▶ Records for the task
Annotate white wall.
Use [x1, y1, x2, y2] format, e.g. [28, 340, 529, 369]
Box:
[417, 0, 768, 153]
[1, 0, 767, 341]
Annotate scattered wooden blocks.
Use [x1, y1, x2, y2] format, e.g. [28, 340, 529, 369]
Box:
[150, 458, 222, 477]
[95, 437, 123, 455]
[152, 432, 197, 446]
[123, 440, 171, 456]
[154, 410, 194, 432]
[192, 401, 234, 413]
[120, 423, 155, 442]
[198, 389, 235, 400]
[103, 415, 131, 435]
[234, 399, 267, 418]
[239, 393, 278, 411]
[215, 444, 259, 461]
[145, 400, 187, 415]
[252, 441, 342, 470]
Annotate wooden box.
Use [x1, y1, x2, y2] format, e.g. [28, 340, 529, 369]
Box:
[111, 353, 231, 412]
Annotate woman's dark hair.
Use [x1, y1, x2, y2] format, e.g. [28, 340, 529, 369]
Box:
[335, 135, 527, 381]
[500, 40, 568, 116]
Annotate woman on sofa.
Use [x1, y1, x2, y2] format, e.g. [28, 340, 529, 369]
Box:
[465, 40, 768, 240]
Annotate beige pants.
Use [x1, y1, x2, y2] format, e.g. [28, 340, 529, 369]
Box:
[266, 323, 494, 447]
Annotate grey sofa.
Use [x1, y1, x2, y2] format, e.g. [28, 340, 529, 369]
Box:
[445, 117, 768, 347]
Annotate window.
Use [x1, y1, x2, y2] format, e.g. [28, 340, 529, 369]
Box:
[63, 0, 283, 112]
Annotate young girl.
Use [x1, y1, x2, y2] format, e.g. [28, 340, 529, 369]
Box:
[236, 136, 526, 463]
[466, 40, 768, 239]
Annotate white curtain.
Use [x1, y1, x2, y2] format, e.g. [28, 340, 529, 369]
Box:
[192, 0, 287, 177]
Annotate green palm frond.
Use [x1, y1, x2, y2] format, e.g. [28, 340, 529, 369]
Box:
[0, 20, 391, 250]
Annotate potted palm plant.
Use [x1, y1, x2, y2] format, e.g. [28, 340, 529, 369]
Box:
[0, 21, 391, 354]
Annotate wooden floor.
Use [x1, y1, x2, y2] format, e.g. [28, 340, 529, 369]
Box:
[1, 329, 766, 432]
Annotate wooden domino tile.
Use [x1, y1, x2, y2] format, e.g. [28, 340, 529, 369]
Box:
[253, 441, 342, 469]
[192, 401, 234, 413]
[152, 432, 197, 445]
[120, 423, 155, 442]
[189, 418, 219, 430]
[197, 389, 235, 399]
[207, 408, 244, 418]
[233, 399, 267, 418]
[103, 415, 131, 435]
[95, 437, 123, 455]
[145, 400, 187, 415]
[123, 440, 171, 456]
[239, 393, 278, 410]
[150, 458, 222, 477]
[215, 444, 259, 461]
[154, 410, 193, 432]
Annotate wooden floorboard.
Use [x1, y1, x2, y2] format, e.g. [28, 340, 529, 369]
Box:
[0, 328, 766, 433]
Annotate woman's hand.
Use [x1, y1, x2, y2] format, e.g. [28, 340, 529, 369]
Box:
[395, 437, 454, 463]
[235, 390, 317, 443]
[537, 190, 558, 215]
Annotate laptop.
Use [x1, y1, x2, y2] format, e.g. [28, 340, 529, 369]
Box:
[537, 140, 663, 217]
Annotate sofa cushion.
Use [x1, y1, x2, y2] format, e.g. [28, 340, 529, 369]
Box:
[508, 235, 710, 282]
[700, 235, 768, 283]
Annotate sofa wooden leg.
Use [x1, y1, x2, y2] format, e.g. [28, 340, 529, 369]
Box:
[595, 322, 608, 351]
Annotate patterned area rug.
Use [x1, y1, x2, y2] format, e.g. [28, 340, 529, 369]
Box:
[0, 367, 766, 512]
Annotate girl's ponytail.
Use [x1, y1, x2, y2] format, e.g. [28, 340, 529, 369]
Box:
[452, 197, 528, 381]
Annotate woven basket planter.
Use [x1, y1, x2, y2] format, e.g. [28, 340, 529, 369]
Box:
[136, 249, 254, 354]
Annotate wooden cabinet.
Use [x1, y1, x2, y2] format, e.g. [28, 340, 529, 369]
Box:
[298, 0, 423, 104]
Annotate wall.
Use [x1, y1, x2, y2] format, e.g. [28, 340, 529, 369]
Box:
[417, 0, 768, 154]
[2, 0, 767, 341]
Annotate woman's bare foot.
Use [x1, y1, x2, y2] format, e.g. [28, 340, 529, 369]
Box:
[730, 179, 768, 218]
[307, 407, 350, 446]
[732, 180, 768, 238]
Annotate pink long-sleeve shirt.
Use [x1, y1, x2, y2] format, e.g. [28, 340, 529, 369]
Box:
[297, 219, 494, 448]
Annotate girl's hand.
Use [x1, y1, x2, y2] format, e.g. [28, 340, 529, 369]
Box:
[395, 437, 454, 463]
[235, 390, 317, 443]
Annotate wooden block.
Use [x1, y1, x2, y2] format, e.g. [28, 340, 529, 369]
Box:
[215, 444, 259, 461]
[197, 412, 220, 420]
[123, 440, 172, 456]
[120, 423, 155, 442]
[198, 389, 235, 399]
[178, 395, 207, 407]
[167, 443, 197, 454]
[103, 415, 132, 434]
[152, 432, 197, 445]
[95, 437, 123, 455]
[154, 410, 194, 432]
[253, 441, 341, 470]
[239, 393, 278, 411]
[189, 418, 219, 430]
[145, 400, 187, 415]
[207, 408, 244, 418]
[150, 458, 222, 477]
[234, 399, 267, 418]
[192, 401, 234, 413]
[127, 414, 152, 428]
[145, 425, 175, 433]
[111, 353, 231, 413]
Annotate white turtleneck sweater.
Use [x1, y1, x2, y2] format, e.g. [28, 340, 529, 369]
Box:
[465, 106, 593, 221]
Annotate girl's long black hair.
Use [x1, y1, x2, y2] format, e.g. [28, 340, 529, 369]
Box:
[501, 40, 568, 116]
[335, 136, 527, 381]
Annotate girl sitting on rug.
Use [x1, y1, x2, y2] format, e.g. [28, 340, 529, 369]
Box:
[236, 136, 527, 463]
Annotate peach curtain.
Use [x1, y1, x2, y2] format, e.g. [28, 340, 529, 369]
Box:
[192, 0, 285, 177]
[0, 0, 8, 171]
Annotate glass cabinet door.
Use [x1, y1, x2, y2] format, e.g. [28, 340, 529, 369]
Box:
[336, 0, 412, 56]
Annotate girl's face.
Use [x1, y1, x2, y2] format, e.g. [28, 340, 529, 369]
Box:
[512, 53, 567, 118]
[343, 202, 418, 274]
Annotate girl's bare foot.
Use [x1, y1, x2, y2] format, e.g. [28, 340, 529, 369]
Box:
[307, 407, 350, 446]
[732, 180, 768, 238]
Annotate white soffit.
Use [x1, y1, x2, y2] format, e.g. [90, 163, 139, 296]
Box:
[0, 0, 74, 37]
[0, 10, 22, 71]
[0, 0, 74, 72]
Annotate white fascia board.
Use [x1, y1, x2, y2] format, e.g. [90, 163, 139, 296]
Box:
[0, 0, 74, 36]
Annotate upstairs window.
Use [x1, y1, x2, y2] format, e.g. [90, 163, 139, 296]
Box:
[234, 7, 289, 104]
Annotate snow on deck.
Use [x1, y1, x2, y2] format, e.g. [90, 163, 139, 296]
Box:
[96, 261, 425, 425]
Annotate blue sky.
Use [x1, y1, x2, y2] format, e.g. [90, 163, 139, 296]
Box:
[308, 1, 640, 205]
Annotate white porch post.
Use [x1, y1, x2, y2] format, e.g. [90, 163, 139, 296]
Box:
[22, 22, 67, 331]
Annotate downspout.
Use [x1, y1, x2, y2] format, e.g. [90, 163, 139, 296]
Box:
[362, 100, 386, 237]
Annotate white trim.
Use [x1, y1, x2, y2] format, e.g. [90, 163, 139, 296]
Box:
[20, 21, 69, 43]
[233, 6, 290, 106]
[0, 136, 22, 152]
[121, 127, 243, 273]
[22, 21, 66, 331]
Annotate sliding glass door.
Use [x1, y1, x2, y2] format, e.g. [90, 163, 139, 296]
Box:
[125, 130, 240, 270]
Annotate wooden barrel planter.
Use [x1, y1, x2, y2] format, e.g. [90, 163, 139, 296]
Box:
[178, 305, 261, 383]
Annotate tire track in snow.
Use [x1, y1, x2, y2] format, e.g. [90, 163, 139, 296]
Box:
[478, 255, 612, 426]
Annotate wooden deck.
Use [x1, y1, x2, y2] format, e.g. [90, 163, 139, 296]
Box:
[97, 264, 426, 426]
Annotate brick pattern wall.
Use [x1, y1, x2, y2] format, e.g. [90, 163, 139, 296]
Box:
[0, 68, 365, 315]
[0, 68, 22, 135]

▶ Task goal
Copy each line of the entries in which the string "deck" is found.

▶ Result
Annotate snow on deck.
Annotate wooden deck.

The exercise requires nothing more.